EXERCISE DIRECTIONS >>
Your answer should consist of the lines below that hold the word "bottle".

=== DATA TO USE ===

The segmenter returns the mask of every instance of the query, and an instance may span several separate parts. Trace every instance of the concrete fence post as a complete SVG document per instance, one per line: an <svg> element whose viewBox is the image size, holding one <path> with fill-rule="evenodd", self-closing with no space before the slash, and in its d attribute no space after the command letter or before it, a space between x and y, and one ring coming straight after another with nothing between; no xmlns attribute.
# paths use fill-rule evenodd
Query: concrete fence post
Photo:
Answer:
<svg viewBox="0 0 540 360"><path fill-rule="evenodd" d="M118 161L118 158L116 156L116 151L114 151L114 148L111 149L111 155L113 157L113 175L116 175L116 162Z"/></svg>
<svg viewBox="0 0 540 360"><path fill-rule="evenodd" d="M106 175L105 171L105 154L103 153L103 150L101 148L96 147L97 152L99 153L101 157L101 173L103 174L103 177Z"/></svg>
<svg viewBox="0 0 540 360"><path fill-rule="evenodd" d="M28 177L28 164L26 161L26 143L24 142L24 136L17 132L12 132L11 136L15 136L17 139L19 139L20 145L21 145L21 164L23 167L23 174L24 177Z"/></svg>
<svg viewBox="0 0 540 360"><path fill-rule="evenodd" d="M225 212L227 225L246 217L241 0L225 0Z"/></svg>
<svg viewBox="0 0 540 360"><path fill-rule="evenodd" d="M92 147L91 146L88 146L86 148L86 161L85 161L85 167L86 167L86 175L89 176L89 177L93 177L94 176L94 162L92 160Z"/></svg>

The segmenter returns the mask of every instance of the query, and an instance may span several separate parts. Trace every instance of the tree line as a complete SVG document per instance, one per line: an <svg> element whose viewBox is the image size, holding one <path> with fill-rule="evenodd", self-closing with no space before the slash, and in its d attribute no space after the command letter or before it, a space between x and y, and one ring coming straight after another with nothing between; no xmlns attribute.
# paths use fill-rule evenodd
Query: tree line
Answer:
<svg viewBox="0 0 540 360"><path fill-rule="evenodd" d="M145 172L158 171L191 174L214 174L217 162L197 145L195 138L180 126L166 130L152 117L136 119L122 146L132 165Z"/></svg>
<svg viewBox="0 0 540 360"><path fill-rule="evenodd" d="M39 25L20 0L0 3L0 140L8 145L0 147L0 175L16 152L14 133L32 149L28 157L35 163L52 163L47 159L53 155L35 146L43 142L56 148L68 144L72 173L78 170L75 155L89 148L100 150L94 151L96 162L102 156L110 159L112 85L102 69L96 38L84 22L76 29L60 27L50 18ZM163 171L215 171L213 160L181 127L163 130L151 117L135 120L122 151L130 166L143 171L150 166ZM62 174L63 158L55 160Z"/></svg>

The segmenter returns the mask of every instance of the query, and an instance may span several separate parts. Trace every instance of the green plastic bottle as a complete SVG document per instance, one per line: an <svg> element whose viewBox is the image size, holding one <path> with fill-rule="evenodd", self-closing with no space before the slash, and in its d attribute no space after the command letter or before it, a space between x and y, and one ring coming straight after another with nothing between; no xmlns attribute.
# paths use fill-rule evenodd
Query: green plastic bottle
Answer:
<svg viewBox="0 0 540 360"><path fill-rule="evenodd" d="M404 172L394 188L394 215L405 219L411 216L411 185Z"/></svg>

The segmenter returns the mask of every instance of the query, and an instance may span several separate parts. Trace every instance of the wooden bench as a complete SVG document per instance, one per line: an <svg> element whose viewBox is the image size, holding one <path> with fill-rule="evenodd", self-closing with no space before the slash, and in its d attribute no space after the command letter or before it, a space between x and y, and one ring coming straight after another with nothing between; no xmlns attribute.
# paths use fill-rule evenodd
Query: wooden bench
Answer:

===

RESPONSE FOR THIS EXERCISE >>
The segmenter returns the mask of every instance of the query, and an instance may span several separate parts. Trace every instance of the green plastic bottle as a complete SVG document per instance, one per line: an <svg> element whose viewBox is the image size, holding one <path> with fill-rule="evenodd", self-closing with no space before the slash, and in its d attribute no space after the command letter or before it, a space between x and y, and one ring coming straight after another with nothing between; no xmlns attribute.
Query: green plastic bottle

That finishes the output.